┌──

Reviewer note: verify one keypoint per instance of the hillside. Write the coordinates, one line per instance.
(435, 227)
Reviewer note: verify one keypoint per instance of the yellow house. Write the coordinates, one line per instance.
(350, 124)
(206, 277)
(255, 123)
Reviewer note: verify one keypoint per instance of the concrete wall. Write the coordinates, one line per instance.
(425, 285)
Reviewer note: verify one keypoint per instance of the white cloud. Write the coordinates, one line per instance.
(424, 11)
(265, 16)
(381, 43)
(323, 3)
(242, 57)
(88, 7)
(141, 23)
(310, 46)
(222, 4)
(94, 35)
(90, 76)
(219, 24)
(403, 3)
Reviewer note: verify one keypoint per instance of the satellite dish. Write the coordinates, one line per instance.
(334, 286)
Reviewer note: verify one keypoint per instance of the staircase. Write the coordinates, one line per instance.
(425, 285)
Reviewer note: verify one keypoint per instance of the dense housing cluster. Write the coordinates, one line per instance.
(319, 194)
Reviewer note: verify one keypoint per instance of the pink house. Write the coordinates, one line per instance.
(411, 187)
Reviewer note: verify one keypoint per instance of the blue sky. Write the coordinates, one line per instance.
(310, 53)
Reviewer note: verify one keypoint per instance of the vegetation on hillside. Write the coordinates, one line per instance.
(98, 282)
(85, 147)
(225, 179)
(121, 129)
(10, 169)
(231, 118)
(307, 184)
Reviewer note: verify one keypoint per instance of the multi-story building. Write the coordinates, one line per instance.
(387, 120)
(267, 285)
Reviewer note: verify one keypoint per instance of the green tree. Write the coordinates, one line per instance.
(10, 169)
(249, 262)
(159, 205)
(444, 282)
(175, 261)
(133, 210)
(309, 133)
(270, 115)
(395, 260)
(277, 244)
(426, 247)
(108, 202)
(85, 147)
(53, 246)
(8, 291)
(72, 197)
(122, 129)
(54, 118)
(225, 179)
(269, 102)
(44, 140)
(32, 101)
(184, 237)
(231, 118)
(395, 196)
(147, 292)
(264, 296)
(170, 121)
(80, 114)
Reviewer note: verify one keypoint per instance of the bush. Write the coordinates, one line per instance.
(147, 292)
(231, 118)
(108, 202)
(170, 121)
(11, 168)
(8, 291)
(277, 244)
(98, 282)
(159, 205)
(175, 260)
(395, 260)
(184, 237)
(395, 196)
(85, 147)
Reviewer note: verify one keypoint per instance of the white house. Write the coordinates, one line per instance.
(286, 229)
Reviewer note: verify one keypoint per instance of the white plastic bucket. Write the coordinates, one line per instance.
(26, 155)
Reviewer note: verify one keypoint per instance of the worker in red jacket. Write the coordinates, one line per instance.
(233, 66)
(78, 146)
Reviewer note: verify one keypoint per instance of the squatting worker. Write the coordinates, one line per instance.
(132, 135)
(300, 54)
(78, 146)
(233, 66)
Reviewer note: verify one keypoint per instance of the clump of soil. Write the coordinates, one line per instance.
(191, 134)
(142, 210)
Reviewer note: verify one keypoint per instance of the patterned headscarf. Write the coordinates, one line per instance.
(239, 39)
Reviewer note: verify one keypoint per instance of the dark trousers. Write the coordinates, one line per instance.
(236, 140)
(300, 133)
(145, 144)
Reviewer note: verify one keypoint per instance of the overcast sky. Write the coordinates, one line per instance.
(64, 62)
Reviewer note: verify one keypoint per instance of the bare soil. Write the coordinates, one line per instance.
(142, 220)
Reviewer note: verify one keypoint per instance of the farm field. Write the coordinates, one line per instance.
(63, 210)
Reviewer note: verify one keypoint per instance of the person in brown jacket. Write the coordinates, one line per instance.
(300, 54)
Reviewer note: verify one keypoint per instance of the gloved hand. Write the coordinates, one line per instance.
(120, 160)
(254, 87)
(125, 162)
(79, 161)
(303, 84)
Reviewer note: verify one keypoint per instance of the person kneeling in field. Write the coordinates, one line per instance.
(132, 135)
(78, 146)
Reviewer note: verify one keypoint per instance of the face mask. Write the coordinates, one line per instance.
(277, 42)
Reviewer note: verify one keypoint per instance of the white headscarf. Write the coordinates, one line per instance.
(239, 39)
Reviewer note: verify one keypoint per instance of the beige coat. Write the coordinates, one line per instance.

└──

Description of the task
Retype all the data, changing nothing.

Solution to this exercise
Reviewer note: verify one keypoint per instance of the hillside. Write the coordinates, one line per instance.
(435, 227)
Reviewer note: verify one keypoint per instance of the yellow house. Write the coordinates, one line per instance.
(350, 124)
(206, 277)
(255, 123)
Reviewer note: verify one keypoint per instance of the concrete wall. Write the coordinates, one line per instance.
(425, 285)
Reviewer note: verify one keypoint per instance of the white cloud. Write the coordinates, one line per instance.
(424, 11)
(265, 16)
(381, 43)
(323, 3)
(242, 57)
(88, 7)
(141, 23)
(310, 46)
(222, 4)
(94, 35)
(90, 76)
(219, 24)
(403, 3)
Reviewer note: verify one keypoint per instance of the satellite dish. Write the coordinates, one line per instance.
(334, 286)
Reviewer note: verify one keypoint per instance of the staircase. Write the coordinates, one line per instance.
(425, 285)
Reviewer note: verify one keypoint per instance of the dense housing cluster. Write the coordinates, one line per instance.
(319, 194)
Reviewer note: verify one keypoint per instance of the pink house. Write the coordinates, one line per instance.
(411, 187)
Reviewer note: verify one keypoint per instance of the blue sky. Write the coordinates, one line per instance.
(310, 53)
Reviewer note: verify one keypoint per instance of the vegetation on hillside. Write the coordinates, one line per instance.
(98, 282)
(85, 147)
(225, 179)
(121, 129)
(10, 169)
(231, 118)
(307, 184)
Reviewer note: verify one keypoint per instance of the multi-story building. Write the coordinates, one line per instance.
(387, 120)
(267, 285)
Reviewer note: verify one keypoint per instance of the green tree. Write the coordinates, one line per instance.
(10, 169)
(249, 262)
(159, 205)
(444, 282)
(175, 261)
(133, 210)
(309, 133)
(270, 115)
(395, 260)
(277, 244)
(426, 247)
(108, 202)
(85, 147)
(53, 246)
(8, 291)
(72, 197)
(122, 129)
(54, 118)
(225, 179)
(269, 102)
(44, 140)
(32, 101)
(184, 237)
(231, 118)
(395, 196)
(147, 292)
(264, 296)
(170, 121)
(80, 114)
Reviewer note: verify one keypoint per instance of the bush. Write the coordinates, one line per instance.
(147, 292)
(231, 118)
(108, 202)
(170, 121)
(11, 168)
(8, 291)
(277, 244)
(98, 282)
(159, 205)
(175, 260)
(395, 260)
(184, 237)
(395, 196)
(85, 147)
Reviewer note: verify one keypoint per instance of the white house. Write the coordinates, one line per instance.
(286, 229)
Reviewer note: verify one keypoint per instance of the white plastic bucket. Write the coordinates, one line per instance.
(26, 155)
Reviewer note: verify one keypoint per instance of the worker in red jacket. Write the coordinates, one line per instance.
(233, 66)
(78, 146)
Reviewer note: verify one keypoint per instance of the squatting worker. Write the coordinates, one line per instance.
(132, 135)
(300, 54)
(78, 146)
(233, 66)
Reviewer note: verify one keypoint per instance of the clump of soil. Write the coordinates, one line per instance.
(191, 134)
(142, 210)
Reviewer note: verify one keypoint per instance of the patterned headscarf. Write the coordinates, one line per instance.
(239, 39)
Reviewer note: verify one keypoint per instance of the dark trousers. Write the coordinates, one line per instance.
(236, 140)
(300, 133)
(145, 144)
Reviewer note: verify one keypoint per instance of the overcast sky. Write the coordinates, one line per instance.
(64, 62)
Reviewer note: verify one keypoint per instance of the bare soil. Write the coordinates, one line per instance.
(142, 220)
Reviewer note: verify one keypoint per instance of the farm field. Write the coordinates, one line per instance.
(63, 210)
Reviewer note: verify one keypoint per instance of the person in brown jacket. Write the coordinates, one line per instance.
(300, 54)
Reviewer note: verify one keypoint per instance of the gloved hand. Write the coordinates, one line per instance.
(120, 160)
(254, 87)
(125, 162)
(79, 161)
(303, 84)
Reviewer note: verify one keypoint per instance of the person kneeling in field. Write the coordinates, one line per instance.
(132, 135)
(78, 146)
Reviewer note: verify one keypoint per instance of the face mask. Write the coordinates, one line per instance.
(277, 42)
Reviewer note: verify one keypoint per instance of the white headscarf. Write the coordinates, one line per instance.
(239, 39)
Reviewer note: verify one keypoint per instance of the beige coat. Write the coordinates, one line per instance.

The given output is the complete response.